### WRITTEN EXERCISE
Reproduce the stretch of the listing from the line containing "Does the image contain any street lamp post?" through the line containing "[745,123,756,209]", swapping every "bounding box" for "enclosing box" and keeping everything else unchanged.

### DATA TO USE
========

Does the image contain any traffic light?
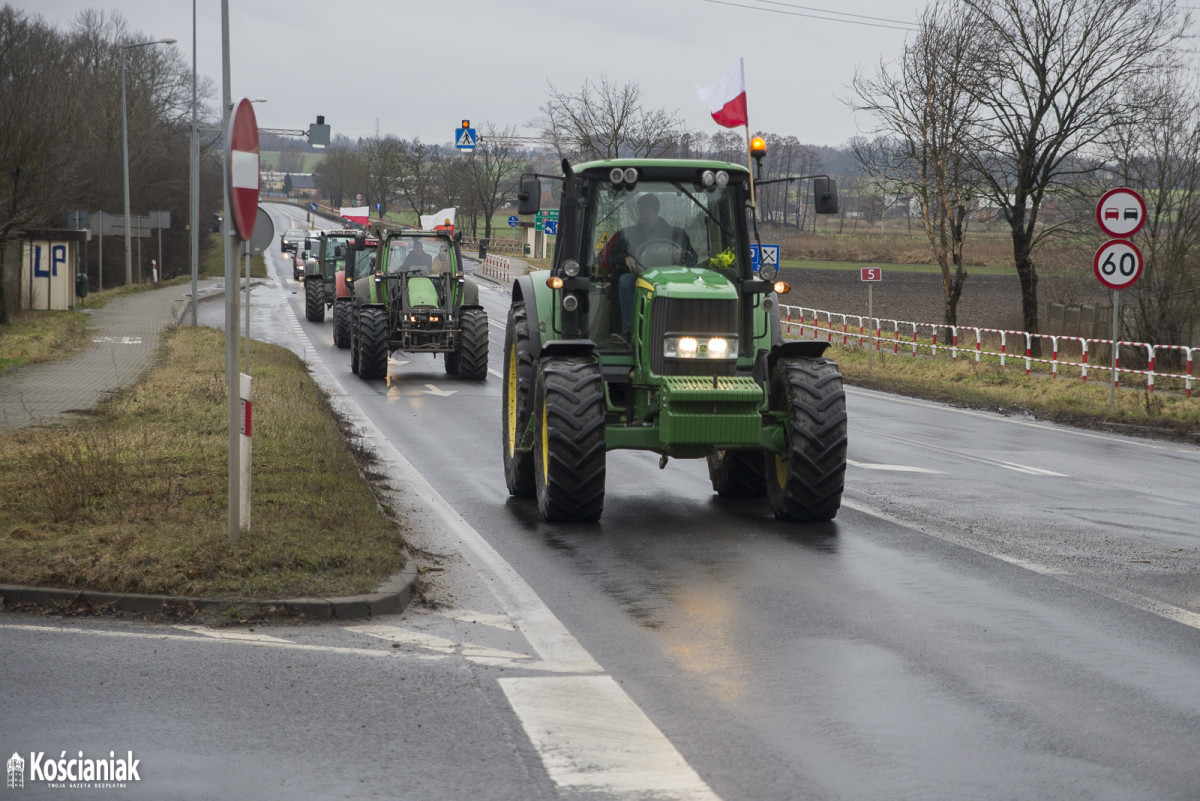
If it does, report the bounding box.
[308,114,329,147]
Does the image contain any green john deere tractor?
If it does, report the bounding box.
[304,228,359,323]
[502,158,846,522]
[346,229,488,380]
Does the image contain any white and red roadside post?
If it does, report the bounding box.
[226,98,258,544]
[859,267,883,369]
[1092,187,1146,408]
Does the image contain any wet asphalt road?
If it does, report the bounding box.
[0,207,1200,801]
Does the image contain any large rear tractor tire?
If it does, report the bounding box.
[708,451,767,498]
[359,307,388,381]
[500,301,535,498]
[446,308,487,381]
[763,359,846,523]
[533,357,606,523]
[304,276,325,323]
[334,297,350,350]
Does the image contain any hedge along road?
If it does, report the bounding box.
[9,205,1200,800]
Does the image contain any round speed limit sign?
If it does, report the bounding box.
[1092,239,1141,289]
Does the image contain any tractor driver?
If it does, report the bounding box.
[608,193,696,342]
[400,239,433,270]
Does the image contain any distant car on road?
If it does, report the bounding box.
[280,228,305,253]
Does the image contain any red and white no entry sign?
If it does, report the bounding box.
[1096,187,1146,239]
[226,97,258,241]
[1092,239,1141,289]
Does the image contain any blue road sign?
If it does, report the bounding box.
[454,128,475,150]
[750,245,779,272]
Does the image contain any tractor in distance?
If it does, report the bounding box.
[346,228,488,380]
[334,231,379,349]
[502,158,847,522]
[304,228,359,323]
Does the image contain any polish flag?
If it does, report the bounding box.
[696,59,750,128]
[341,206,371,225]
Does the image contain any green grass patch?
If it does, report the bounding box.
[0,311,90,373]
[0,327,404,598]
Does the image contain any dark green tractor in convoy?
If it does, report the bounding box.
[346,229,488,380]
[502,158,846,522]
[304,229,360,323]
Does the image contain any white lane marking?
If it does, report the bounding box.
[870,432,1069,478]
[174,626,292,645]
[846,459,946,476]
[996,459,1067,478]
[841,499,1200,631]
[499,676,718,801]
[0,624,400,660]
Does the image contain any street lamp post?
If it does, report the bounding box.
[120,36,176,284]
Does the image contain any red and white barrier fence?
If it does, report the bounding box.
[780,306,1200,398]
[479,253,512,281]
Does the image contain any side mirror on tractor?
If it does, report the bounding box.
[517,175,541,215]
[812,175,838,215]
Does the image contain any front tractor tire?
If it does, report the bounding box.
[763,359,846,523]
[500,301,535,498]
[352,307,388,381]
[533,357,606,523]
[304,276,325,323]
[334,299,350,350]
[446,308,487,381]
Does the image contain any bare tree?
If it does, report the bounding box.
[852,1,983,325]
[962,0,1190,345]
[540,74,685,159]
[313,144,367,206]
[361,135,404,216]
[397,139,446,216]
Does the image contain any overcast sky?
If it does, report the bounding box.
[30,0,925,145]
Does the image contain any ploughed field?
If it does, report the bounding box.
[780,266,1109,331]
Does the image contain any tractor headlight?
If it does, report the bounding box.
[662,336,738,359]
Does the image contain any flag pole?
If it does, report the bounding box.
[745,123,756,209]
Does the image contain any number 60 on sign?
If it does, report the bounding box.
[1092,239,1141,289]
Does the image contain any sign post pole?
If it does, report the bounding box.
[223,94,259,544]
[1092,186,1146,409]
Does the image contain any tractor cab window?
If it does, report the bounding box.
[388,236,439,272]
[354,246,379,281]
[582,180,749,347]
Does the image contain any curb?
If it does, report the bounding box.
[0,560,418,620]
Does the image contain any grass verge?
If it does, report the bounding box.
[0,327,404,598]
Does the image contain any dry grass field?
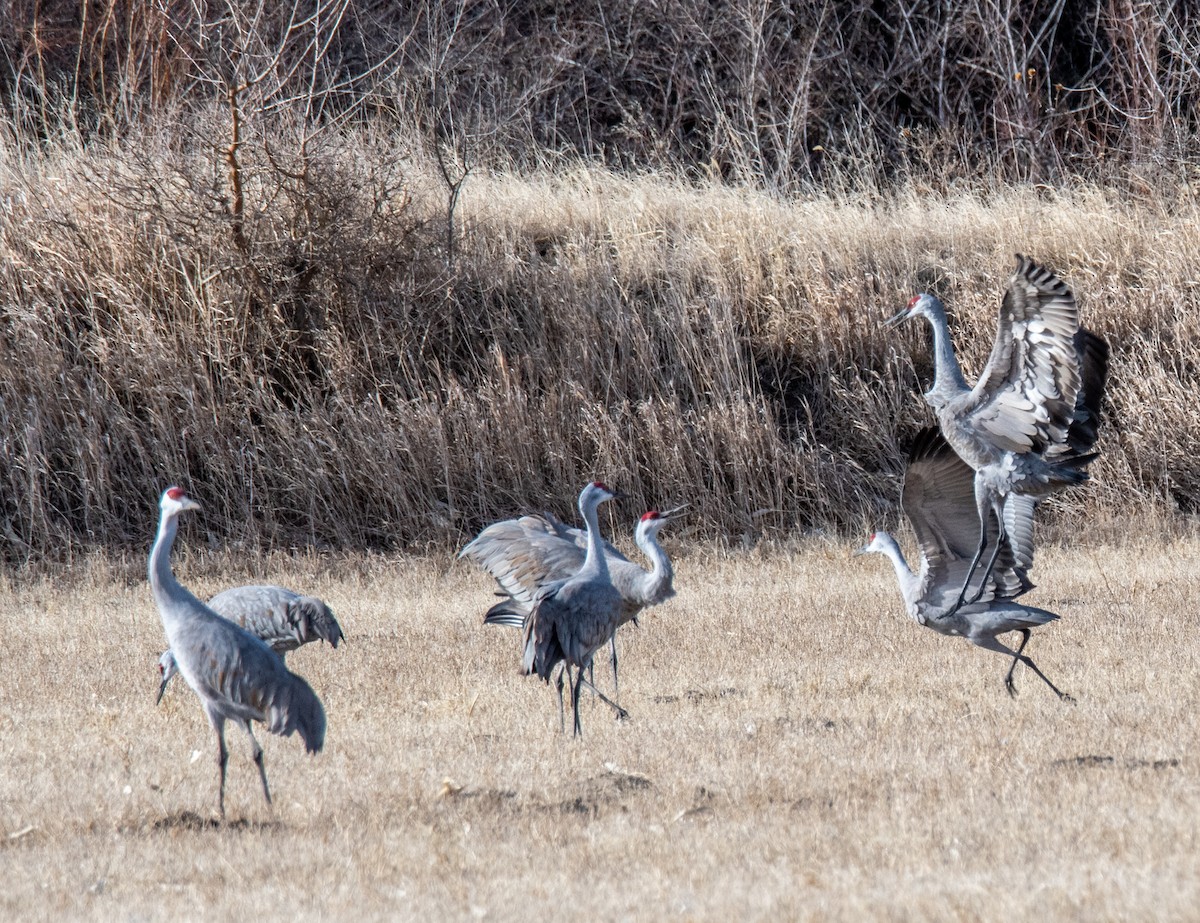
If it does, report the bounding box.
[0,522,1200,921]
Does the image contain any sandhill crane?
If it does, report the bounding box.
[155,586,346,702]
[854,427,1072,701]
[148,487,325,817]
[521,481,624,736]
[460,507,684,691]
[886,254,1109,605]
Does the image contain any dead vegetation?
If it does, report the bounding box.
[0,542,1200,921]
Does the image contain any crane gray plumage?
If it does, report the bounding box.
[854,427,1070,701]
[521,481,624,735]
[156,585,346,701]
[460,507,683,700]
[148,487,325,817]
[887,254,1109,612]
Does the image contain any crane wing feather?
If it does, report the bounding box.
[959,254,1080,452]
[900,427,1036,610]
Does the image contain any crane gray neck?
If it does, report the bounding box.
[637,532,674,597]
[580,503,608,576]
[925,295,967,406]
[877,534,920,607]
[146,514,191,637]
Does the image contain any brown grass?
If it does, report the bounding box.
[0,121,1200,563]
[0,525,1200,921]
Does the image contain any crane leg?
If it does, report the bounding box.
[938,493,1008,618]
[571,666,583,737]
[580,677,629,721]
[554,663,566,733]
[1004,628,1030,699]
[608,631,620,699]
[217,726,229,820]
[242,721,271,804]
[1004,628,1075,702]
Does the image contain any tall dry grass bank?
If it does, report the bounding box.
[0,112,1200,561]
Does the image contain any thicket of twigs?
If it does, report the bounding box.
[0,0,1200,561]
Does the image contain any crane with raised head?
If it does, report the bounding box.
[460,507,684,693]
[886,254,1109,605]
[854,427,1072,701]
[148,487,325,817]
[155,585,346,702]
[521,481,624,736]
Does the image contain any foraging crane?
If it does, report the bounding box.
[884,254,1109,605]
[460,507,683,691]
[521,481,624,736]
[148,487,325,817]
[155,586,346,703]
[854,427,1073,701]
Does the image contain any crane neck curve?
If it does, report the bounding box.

========

### RESULT OF THE TASK
Does the image contain any street lamp post?
If it does, report the enclosing box.
[120,36,176,284]
Does the image contain any red and white barrier fence?
If it does, report the enclosing box.
[780,306,1200,398]
[479,253,512,281]
Does the image contain any side mirror on tractor?
If it does, report the enclosing box.
[517,175,541,215]
[812,175,838,215]
Does the image contain any front tractor tire?
If it does, report the enclosing box.
[763,359,846,523]
[500,301,535,498]
[352,307,388,381]
[533,357,606,523]
[304,276,325,323]
[334,299,350,350]
[446,308,487,381]
Does the image contain any bare tree?
If it does, report the enclosing box.
[852,1,983,325]
[962,0,1190,345]
[540,74,685,159]
[313,144,367,206]
[361,135,404,216]
[397,139,446,216]
Does the image contain any overcast sky?
If it does, report the enclosing box.
[30,0,925,145]
Does the image contain any ploughed field?
If it does, report the enclosing box.
[780,266,1109,331]
Does the image contain any tractor headlight?
If it does, report the enclosing box.
[662,336,738,359]
Does the image contain any flag pole?
If it does, report the enclosing box.
[745,123,756,209]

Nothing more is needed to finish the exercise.